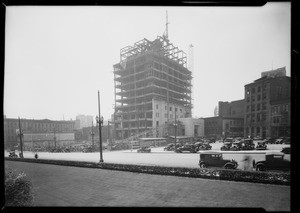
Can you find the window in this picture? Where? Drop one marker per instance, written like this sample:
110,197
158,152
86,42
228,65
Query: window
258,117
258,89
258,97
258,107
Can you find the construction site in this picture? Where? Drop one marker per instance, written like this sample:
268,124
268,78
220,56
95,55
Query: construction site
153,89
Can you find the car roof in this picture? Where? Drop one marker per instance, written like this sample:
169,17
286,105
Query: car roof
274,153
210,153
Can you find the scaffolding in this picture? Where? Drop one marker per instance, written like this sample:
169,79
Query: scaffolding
* * *
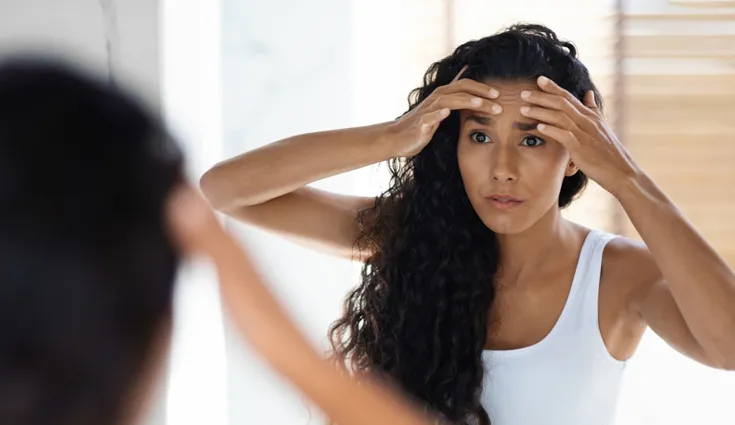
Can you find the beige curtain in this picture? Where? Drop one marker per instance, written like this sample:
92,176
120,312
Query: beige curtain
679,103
--
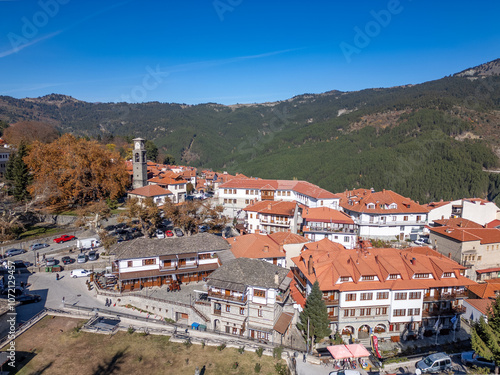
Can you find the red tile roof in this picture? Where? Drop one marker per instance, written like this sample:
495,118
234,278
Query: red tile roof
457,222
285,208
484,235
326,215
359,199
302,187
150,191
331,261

Task objective — Express everything from the line containing "Can you find the scaffolding" down to the line containing "Query: scaffolding" as a Markdown table with the columns n and Line, leaving out blank lines.

Result below —
| n | Line |
|---|---|
| 1 | Can you find the scaffolding in this picture? Where? Drop one marker per instance, written like this sample: |
| 2 | 169,79 |
| 3 | Query: scaffolding |